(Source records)
>> START

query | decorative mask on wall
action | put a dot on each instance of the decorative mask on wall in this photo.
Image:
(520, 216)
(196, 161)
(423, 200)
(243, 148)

>> END

=== What to produce ===
Recast the records above as a two-column CSV with the header columns request and answer, one row per request. Put the request text and its answer each in a single quoted field, with any line breaks replaced by spaces.

=== Written response ===
request,answer
"query | decorative mask on wall action | put a dot on each instance of the decorative mask on wall in this photo. Image:","(520, 216) (196, 161) (423, 200) (243, 148)"